[GESTELLTE AUFGABE 1] Gib die Zeilen des Punktannotations-Datensatzes von der Zeile mit „[mark] boy's raised“ bis zum Ende der Zeilen wortgetreu wieder, beide Enden eingeschlossen.

[AUSGEWÄHLTER TEXT]
%%

Wie heißt es so schön, wenn der Berg nicht zum Propheten kommt... dann geht der Österreicher halt zum Po und eröffnet ein Camp. |supergri http://www.andyswallercamp.eu/


----------



## Double2004 (15. Februar 2017)

*AW: Über kommerzielle Angelgewässer*



Andal schrieb:


> Ich breche ganz klar eine Lanze für solche kommerziellen Angelgewässer. Wer nicht will, der muss ja nicht hingehen, sollte aber bitte schon so viel sein und anerkennen, dass Angler die dort der Fischwaid nachgehen, um keinen Deut schlechter sind, als alle anderen, die sich sonstwo tummeln.




Solange die Betreiber sich das Prüfungszeugnis zeigen lassen, stimme ich zu. In der Realität sieht das leider anders aus...und wer nicht nachweisen kann, dass er die theoretischen und handwerklichen Grundlagen beherrscht, sollte nicht alleine angeln dürfen. Und dazu sollten die "Paylakes" kein Schlupfloch bieten.


----------



## Purist (15. Februar 2017)

*AW: Über kommerzielle Angelgewässer*



ronram schrieb:


> Du siehst es aber als "anderes" Angeln an und nicht als "falsches" Angeln.
> Du behauptest nicht, dass es nur schwarz oder weiß gibt.
> Und das ist für mich der grundlegende Unterschied zwischen Kritik und Hetze, jedenfalls beim Thema Paylake.



Im Prinzip ist Angeln heutzutage überall schwarz und nie weiß, weil's gar nicht anders funktionieren würde. 
Trotzdem sehe durchaus auch rot, wenn das Geschehen an Paylakes, dass bekanntermaßen durchaus fragwürdig ausarten kann, alle anderen Angler mit in Verruf bringt.  |rolleyes


----------



## ernie1973 (15. Februar 2017)

*AW: Über kommerzielle Angelgewässer*



Double2004 schrieb:


> Solange die Betreiber sich das Prüfungszeugnis zeigen lassen, stimme ich zu. In der Realität sieht das leider anders aus...und wer nicht nachweisen kann, dass er die theoretischen und handwerklichen Grundlagen beherrscht, sollte nicht alleine angeln dürfen. Und dazu sollten die "Paylakes" kein Schlupfloch bieten.

%%

[Zeilen des Datensatzes zur Punktannotation]
%%

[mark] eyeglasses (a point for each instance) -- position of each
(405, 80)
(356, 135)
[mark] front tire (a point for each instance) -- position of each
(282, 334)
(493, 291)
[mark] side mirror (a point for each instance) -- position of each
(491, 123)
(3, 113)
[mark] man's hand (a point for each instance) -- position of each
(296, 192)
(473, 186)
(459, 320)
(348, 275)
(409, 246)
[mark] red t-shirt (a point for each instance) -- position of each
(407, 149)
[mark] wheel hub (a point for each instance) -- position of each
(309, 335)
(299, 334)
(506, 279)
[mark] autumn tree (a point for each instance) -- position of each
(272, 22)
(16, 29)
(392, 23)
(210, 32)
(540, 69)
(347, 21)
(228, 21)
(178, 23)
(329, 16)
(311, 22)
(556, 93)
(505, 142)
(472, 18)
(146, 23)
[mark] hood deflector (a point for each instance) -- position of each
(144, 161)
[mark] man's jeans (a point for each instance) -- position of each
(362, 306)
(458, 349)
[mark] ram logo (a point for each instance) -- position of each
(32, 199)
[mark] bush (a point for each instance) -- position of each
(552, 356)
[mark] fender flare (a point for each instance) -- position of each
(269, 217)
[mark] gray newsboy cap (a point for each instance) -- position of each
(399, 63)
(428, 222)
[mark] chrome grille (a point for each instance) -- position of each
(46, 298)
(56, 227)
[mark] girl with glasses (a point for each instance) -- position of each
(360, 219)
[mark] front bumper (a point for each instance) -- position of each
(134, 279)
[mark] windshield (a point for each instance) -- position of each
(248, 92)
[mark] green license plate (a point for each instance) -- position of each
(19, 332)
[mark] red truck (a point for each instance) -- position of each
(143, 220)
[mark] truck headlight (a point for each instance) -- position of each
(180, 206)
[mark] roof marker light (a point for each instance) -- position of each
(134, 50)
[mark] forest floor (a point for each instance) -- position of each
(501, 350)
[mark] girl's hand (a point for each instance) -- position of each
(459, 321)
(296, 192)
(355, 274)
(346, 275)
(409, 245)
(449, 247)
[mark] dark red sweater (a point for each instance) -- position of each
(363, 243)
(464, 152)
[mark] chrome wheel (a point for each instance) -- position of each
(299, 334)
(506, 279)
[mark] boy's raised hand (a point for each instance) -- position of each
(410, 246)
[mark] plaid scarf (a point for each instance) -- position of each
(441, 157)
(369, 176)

%%

[GESTELLTE AUFGABE 2] Nenne alle Benutzernamen, die im Forumsauszug unmittelbar vor „schrieb:“ stehen.

[LÖSUNG 1]
[mark] boy's raised hand (a point for each instance) -- position of each
(410, 246)
[mark] plaid scarf (a point for each instance) -- position of each
(441, 157)
(369, 176)

[LÖSUNG 2] Andal, ronram, Double2004